▶ _Extract provided_
(begin)

Nats edge the Tigers
The Nationals then boarded a plane bound for Detroit, where the Tigers were waiting to pounce. Last Friday (June 28), Anibal Sanchez did it again on the mound, giving up one run over six innings, while Juan Soto homered and Howie Kendrick went two for four. Nats 3, Tigers 1. On Saturday Austin Voth couldn't make it through the fifth inning, but the Nats managed to stay ahead 5-3 until the seventh inning. That's when Tanner Rainey gave up three runs without getting an out, and after tacking on another run an inning later, the Tigers won, 7-5. In the rubber game on Sunday (June 30), former Tiger Max Scherzer took the mound for the Nats, and of course he delivered another "gem." He struck out a season-high 14 batters over eight innings, and didn't allow a run to score until the seventh inning. A solo home run by Anthony Rendon in the eighth inning put the Nats back on top 2-1, and Sean Doolittle got the save.
Nats sweep Marlins (II)
After another day of rest back home in Washington, the Nationals welcomed the Miami Marlins to town for a rematch on the second of July. The first three Marlins batters all hit singles, scoring a run, but Patrick Corbin composed himself after that. After a couple innings the game was delayed for over an hour by rain, but Corbin return to continue pitching -- somewhat of a surprise in that situation. He pitched a full seven innings without allowing any more runs to score, but Wander Suero gave up a run in the top of the eighth, and it was tied 2-2 going into the bottom of the ninth. With two outs and a 3-2 count, Trea Turner doubled into the right-center gap, and Yan Gomes reached home all the way from first base for the winning run. Turner had already hit two walk-off homers this year, and he's starting to fill the "Mr. Walkoff" role that Ryan Zimmerman has had ever since 2006.
Speaking of Zimmerman, he recently returned to the active roster after missing nearly two months with plantar fascitis. He is making solid contact and has had several hits, so hopefully he will return to his former status as star slugger as the season moves forward.

(end)

▶ _Data lines_
(begin)

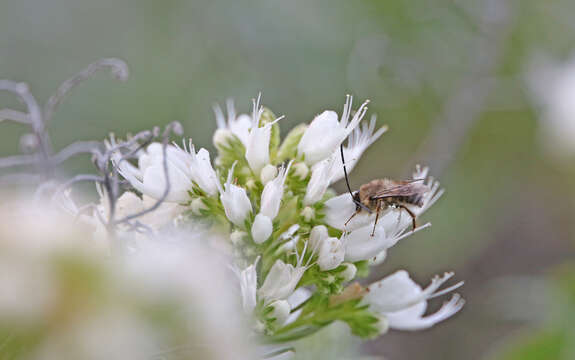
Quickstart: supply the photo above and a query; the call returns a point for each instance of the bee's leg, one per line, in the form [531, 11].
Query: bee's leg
[377, 211]
[410, 214]
[351, 217]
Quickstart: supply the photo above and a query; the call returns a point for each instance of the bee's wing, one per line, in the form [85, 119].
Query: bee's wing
[402, 189]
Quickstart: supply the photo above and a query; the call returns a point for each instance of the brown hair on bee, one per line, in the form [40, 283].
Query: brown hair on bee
[380, 194]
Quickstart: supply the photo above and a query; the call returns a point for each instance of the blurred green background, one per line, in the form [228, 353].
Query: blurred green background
[448, 77]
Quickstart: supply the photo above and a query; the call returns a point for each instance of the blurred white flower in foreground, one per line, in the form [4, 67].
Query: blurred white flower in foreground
[154, 303]
[552, 87]
[403, 302]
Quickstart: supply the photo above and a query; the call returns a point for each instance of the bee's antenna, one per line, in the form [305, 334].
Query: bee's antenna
[347, 183]
[345, 172]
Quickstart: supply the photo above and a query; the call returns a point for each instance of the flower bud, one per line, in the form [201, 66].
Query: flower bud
[268, 173]
[308, 213]
[222, 137]
[382, 325]
[317, 236]
[237, 237]
[237, 204]
[197, 205]
[273, 193]
[349, 272]
[280, 312]
[301, 170]
[378, 259]
[319, 182]
[262, 228]
[331, 254]
[288, 148]
[281, 281]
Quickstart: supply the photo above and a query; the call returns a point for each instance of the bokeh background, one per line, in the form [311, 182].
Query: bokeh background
[477, 89]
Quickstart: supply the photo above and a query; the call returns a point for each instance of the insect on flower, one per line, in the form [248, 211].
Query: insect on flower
[380, 194]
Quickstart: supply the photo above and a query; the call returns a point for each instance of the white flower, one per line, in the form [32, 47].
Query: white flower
[236, 202]
[319, 182]
[273, 193]
[262, 228]
[258, 144]
[326, 133]
[340, 208]
[349, 272]
[269, 172]
[360, 245]
[317, 235]
[201, 170]
[331, 254]
[281, 280]
[149, 177]
[404, 302]
[359, 140]
[238, 126]
[248, 286]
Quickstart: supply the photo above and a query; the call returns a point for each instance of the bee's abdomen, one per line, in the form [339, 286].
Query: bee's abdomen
[415, 199]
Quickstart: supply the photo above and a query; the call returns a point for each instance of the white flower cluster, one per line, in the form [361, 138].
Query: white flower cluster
[295, 252]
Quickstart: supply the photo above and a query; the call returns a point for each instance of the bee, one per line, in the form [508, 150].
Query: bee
[380, 194]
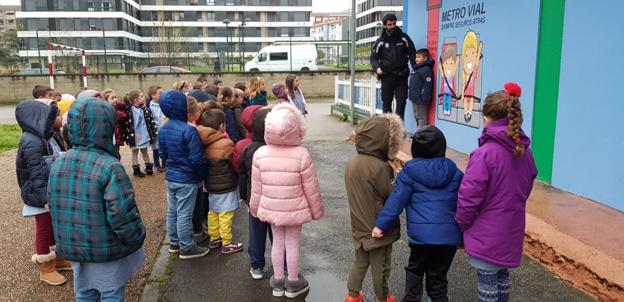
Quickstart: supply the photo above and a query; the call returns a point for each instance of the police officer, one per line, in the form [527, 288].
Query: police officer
[389, 57]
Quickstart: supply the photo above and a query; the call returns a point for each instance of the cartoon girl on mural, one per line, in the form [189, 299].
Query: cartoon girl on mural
[471, 59]
[448, 70]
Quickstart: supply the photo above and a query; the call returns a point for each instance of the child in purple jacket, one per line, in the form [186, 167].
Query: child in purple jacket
[493, 194]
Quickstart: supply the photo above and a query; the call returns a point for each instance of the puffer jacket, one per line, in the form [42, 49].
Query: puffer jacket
[36, 120]
[218, 150]
[247, 122]
[427, 189]
[92, 202]
[284, 186]
[368, 178]
[246, 164]
[178, 142]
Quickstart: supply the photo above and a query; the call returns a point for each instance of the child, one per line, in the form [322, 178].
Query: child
[121, 111]
[222, 181]
[93, 203]
[247, 121]
[421, 86]
[426, 188]
[295, 95]
[493, 194]
[140, 130]
[36, 120]
[257, 94]
[232, 127]
[159, 119]
[257, 229]
[186, 167]
[368, 180]
[285, 193]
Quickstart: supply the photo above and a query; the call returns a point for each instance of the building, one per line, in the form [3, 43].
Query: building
[171, 29]
[7, 17]
[369, 14]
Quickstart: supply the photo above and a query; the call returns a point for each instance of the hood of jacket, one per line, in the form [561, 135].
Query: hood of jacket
[91, 124]
[36, 118]
[380, 136]
[497, 131]
[173, 105]
[248, 117]
[435, 173]
[284, 126]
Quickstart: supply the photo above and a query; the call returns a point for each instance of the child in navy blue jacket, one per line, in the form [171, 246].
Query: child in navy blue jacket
[427, 189]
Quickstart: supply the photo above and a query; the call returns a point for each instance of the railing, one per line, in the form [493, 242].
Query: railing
[367, 95]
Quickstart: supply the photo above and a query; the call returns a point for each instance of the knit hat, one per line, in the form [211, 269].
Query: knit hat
[428, 142]
[279, 90]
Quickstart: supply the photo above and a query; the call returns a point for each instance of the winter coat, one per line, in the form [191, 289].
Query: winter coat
[246, 161]
[247, 122]
[178, 142]
[92, 202]
[421, 83]
[259, 99]
[231, 126]
[392, 52]
[129, 126]
[492, 197]
[37, 122]
[284, 187]
[218, 150]
[121, 110]
[427, 189]
[368, 178]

(end)

▶ _The task_
In the baseball recap, which pitchers are named in the section headed "Nats edge the Tigers"?

▶ _Full solution_
Anibal Sanchez, Austin Voth, Tanner Rainey, Max Scherzer, Sean Doolittle